▸ Request
Extract every line of the rows below that contains the string "xmlns", matching case exactly.

Segment Start: Supplied material

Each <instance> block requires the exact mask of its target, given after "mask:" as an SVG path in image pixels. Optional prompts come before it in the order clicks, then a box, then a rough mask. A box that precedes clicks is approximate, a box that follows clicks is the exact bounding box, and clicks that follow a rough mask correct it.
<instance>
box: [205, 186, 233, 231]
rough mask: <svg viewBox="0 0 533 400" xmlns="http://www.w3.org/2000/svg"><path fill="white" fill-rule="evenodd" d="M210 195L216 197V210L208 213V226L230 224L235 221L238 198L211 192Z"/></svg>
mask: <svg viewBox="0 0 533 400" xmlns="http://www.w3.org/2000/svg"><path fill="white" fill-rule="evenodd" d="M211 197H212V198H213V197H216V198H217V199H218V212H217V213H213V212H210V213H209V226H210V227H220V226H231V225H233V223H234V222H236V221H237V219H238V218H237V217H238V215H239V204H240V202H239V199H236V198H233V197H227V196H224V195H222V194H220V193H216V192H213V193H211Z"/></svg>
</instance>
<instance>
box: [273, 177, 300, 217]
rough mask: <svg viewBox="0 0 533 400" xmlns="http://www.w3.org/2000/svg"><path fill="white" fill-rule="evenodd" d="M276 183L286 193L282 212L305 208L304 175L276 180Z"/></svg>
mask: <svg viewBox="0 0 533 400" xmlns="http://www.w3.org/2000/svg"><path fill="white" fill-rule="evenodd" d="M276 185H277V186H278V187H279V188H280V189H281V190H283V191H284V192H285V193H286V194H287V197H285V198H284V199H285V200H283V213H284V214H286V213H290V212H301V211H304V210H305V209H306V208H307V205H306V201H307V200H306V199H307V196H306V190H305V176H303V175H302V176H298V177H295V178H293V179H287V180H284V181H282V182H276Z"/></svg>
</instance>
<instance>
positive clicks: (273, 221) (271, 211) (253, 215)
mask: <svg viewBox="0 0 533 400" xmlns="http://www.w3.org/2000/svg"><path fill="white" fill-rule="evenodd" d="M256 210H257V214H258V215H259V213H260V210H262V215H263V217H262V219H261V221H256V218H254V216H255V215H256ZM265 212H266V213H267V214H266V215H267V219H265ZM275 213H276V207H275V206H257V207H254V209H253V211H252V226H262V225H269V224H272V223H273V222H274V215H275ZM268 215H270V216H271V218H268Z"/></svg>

Segment End: Supplied material

▸ Exercise output
rough mask: <svg viewBox="0 0 533 400" xmlns="http://www.w3.org/2000/svg"><path fill="white" fill-rule="evenodd" d="M210 195L216 197V210L208 213V226L230 224L235 221L238 198L211 192Z"/></svg>
mask: <svg viewBox="0 0 533 400" xmlns="http://www.w3.org/2000/svg"><path fill="white" fill-rule="evenodd" d="M211 197H212V198H213V197H216V198H217V199H218V212H217V213H213V212H210V213H209V226H210V227H220V226H231V225H233V223H234V222H236V221H237V219H238V218H237V217H238V215H239V204H240V202H239V199H236V198H233V197H227V196H224V195H222V194H220V193H216V192H213V193H211Z"/></svg>
rough mask: <svg viewBox="0 0 533 400" xmlns="http://www.w3.org/2000/svg"><path fill="white" fill-rule="evenodd" d="M276 183L286 193L282 212L305 208L304 175L276 180Z"/></svg>
mask: <svg viewBox="0 0 533 400" xmlns="http://www.w3.org/2000/svg"><path fill="white" fill-rule="evenodd" d="M276 185H277V186H278V187H279V188H280V189H281V190H283V191H284V192H285V193H286V194H287V197H285V198H284V199H285V200H283V213H284V214H286V213H290V212H301V211H304V210H305V209H306V208H307V205H306V201H307V200H306V199H307V196H306V190H305V176H303V175H302V176H298V177H295V178H293V179H287V180H284V181H282V182H276Z"/></svg>
mask: <svg viewBox="0 0 533 400" xmlns="http://www.w3.org/2000/svg"><path fill="white" fill-rule="evenodd" d="M256 210H257V214H258V215H259V213H260V210H262V215H263V217H262V219H261V221H256V218H254V216H255V215H256ZM265 212H266V213H267V214H266V215H267V219H265ZM275 213H276V207H275V206H257V207H254V209H253V211H252V226H262V225H269V224H272V223H273V222H274V215H275ZM268 215H270V216H271V218H268Z"/></svg>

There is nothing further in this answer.